- [Data rows]
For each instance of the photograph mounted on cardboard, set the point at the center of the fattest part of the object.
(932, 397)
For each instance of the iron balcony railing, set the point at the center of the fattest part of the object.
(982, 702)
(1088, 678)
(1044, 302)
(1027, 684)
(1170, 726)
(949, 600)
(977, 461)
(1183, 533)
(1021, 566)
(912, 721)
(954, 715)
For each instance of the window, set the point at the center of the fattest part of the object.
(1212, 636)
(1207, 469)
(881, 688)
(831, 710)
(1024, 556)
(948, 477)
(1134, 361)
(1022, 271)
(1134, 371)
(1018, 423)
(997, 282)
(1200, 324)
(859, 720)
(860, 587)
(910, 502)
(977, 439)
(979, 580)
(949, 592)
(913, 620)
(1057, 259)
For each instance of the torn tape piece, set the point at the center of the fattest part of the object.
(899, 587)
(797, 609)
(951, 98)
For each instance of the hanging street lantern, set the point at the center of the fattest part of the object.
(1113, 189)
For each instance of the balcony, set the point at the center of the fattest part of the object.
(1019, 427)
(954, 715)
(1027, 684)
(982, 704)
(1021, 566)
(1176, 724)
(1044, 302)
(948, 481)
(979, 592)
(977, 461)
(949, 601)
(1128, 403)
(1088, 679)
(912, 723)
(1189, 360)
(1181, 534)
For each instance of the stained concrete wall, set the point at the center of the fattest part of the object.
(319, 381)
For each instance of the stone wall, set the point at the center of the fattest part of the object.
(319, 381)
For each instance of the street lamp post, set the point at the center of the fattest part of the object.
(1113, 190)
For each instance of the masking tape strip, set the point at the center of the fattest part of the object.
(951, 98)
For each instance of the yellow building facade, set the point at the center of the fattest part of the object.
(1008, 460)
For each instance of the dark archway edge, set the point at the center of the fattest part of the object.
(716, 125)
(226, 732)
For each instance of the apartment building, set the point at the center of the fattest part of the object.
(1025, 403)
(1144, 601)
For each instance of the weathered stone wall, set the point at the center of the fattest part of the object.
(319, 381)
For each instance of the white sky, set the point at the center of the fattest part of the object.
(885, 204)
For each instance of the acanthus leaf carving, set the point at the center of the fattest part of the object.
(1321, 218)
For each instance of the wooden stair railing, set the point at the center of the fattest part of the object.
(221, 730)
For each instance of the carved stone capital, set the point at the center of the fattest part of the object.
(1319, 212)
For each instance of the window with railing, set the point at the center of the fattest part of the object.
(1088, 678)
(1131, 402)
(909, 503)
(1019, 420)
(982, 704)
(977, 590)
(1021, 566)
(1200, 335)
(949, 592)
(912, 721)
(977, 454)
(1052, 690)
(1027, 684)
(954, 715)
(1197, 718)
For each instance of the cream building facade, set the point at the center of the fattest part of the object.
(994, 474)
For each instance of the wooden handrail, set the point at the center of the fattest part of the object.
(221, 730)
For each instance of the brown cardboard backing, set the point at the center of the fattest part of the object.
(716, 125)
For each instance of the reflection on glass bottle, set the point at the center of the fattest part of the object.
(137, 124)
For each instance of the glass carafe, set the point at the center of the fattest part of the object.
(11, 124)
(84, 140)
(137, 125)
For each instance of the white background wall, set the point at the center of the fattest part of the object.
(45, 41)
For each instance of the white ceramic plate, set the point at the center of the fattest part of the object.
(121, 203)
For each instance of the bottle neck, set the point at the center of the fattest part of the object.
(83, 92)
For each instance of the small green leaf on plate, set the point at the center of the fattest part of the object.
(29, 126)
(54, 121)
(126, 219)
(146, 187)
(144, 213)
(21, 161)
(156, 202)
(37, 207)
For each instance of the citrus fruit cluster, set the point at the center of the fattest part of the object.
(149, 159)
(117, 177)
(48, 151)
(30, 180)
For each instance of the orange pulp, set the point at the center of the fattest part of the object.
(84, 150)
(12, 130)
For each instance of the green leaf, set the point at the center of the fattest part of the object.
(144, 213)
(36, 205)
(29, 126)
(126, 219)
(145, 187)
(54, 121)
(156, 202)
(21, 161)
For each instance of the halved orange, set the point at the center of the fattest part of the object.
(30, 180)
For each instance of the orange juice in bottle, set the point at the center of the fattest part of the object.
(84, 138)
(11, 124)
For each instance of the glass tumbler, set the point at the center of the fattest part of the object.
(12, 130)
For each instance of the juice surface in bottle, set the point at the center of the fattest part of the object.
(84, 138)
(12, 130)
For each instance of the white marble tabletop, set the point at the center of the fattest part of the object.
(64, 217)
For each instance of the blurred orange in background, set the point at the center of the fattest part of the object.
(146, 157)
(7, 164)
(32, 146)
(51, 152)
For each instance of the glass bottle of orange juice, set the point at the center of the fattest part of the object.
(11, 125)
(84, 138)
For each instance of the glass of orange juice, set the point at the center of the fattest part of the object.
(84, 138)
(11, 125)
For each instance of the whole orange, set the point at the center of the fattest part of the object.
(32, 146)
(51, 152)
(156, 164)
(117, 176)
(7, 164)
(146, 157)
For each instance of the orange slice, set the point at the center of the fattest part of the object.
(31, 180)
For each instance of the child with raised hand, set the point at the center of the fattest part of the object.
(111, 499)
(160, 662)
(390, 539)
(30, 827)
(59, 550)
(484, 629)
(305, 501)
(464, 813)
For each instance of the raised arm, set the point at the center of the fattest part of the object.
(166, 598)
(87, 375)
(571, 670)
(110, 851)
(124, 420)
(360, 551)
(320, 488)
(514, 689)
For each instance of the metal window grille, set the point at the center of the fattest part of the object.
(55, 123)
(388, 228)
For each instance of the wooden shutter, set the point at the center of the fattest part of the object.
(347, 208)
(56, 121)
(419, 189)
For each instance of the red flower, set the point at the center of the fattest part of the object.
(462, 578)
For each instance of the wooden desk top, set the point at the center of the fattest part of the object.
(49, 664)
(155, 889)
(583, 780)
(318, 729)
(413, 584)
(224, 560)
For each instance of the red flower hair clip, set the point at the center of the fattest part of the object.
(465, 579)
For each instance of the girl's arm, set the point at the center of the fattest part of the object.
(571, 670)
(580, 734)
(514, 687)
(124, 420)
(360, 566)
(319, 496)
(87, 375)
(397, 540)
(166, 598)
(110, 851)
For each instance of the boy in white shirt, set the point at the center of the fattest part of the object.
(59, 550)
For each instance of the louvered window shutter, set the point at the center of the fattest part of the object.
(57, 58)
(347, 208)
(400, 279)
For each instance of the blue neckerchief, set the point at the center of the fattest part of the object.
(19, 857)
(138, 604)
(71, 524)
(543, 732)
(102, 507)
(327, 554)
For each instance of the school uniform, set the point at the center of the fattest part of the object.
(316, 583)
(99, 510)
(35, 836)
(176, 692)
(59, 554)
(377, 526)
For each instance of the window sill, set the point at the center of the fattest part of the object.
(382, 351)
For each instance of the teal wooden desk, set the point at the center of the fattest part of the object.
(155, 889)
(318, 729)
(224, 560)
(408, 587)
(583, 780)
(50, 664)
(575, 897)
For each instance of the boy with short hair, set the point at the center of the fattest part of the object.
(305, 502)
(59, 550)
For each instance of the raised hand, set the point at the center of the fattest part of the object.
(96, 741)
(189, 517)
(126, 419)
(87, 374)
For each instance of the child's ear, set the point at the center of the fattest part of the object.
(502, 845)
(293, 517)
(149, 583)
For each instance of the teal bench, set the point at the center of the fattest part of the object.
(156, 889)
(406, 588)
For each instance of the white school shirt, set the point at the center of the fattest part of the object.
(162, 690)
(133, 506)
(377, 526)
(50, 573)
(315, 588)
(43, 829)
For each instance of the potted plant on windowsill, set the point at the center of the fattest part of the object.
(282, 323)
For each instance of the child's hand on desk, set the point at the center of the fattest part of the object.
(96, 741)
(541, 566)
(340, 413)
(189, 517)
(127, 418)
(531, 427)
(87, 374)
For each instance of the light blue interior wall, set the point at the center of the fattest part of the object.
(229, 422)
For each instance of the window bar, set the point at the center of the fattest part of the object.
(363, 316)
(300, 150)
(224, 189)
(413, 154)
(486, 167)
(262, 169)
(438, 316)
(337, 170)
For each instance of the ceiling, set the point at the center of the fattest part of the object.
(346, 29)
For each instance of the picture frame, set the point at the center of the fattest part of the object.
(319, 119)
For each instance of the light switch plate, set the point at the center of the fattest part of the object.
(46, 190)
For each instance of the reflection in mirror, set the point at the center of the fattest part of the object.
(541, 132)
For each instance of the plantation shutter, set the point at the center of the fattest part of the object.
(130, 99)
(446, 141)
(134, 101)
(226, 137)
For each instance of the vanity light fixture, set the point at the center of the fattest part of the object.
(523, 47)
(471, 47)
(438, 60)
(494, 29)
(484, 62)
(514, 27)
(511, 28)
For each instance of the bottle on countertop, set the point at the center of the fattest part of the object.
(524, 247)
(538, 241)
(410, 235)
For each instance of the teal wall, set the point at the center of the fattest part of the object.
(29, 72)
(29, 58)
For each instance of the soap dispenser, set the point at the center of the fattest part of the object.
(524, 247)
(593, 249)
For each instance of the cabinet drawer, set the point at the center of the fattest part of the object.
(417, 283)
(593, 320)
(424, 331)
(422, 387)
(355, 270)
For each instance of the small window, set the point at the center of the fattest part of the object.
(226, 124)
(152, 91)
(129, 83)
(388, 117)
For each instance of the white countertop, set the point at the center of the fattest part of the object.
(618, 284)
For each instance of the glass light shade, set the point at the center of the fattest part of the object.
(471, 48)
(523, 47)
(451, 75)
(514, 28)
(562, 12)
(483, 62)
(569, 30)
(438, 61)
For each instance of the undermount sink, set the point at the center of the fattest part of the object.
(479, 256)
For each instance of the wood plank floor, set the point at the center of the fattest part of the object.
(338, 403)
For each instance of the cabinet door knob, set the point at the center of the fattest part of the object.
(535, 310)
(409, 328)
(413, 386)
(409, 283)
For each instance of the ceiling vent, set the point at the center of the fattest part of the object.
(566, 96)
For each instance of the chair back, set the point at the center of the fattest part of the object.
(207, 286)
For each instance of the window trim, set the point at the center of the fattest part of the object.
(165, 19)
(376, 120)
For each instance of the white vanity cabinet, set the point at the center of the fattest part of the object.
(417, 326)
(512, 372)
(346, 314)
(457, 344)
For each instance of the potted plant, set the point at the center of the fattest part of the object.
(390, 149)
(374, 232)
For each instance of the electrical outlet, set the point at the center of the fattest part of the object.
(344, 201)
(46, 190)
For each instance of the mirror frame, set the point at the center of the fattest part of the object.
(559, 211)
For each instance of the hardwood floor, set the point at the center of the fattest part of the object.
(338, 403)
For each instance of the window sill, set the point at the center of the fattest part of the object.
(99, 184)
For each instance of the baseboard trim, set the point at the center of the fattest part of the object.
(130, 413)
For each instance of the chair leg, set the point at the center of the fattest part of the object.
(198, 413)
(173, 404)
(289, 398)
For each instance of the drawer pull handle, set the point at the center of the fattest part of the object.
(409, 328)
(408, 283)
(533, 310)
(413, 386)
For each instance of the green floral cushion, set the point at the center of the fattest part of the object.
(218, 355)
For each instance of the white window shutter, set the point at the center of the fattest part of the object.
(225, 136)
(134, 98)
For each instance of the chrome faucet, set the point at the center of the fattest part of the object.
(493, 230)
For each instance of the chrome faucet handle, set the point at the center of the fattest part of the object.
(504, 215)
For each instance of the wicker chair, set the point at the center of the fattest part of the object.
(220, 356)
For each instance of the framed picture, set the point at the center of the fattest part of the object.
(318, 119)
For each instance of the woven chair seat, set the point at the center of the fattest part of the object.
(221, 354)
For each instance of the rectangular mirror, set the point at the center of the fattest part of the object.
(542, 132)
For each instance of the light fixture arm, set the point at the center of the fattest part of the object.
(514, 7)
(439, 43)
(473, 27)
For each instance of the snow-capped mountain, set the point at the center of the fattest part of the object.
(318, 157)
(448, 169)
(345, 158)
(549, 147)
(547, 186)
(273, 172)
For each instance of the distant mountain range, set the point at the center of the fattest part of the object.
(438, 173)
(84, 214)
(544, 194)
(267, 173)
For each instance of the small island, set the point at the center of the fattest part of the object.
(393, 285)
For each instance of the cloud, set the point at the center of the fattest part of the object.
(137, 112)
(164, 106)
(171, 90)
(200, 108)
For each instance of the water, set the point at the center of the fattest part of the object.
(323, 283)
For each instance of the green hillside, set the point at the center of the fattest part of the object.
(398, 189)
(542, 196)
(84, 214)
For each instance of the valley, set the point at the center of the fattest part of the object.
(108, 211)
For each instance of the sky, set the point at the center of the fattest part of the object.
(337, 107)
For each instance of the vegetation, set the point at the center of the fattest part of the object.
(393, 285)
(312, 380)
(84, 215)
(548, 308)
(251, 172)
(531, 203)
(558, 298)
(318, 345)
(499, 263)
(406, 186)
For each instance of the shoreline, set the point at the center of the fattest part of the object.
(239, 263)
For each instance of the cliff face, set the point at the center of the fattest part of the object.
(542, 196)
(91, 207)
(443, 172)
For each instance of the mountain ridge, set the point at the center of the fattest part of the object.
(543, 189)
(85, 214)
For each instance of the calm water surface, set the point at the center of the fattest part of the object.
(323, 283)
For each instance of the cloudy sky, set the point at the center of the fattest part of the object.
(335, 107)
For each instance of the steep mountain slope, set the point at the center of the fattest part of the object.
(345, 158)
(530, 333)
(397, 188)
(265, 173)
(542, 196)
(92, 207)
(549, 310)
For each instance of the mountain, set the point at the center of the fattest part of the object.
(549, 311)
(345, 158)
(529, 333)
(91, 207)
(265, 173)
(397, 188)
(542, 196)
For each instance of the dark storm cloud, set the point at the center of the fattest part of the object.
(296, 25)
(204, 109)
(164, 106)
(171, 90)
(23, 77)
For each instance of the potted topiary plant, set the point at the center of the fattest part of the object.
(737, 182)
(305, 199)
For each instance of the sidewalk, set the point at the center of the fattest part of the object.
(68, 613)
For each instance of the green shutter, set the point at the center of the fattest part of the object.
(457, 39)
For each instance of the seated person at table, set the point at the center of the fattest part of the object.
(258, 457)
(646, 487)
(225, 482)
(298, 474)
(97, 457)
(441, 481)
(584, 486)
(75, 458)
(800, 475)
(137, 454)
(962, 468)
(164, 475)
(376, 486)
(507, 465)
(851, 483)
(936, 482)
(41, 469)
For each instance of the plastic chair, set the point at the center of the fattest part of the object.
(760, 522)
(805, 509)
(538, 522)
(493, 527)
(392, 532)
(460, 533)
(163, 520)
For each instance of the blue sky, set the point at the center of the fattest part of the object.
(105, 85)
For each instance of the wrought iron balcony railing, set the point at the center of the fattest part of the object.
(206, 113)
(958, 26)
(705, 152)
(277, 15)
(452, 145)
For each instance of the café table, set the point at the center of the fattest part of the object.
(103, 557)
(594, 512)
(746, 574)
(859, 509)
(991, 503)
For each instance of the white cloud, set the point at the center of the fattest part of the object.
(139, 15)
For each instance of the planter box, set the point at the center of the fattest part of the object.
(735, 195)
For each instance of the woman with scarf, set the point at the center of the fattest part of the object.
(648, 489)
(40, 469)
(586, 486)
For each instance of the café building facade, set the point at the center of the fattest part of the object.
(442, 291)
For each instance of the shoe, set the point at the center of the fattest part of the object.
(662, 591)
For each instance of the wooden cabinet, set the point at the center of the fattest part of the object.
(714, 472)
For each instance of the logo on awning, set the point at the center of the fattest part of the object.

- [What you will do]
Reproduce word for word every line of the data, from the line containing "For each instance of the seated" through the last line of the data, including both of those lines.

- [Reply]
For each instance of the seated person at table, set the point at the center of the fattest part of the object.
(258, 457)
(646, 487)
(225, 482)
(298, 474)
(97, 457)
(441, 481)
(584, 486)
(75, 458)
(800, 475)
(137, 454)
(962, 468)
(164, 475)
(376, 486)
(507, 465)
(851, 483)
(936, 482)
(41, 469)
For each instance of the plastic chair, set the point at the center of the fattest part of the object.
(760, 522)
(805, 509)
(538, 522)
(493, 527)
(392, 532)
(460, 533)
(163, 520)
For each instance of the blue sky, set the point at the center of the fattest part of the object.
(105, 85)
For each instance of the wrought iron balcony railing, set the point at the center of the fattest part of the object.
(206, 113)
(958, 26)
(705, 152)
(277, 15)
(452, 145)
For each instance of the café table, set the point at the center of the fattest part of the object.
(103, 557)
(594, 512)
(746, 574)
(859, 509)
(991, 503)
For each instance of the white cloud, set the point at the center of the fattest part of the object.
(139, 15)
For each instance of the planter box, set the point at the center of the fattest part of the object.
(735, 195)
For each instance of the woman with scarf, set the point at the center of the fattest part of the object.
(648, 489)
(40, 469)
(586, 486)
For each instance of the café building facade, set the point at the center of the fattest part of the object.
(442, 291)
For each instance of the shoe, set the point at the center of the fattest part of the object.
(662, 591)
For each instance of the wooden cabinet, set the point at the center of the fattest part of the object.
(714, 472)
For each instance of the logo on awning, set the point at the center of the fattest part of the object.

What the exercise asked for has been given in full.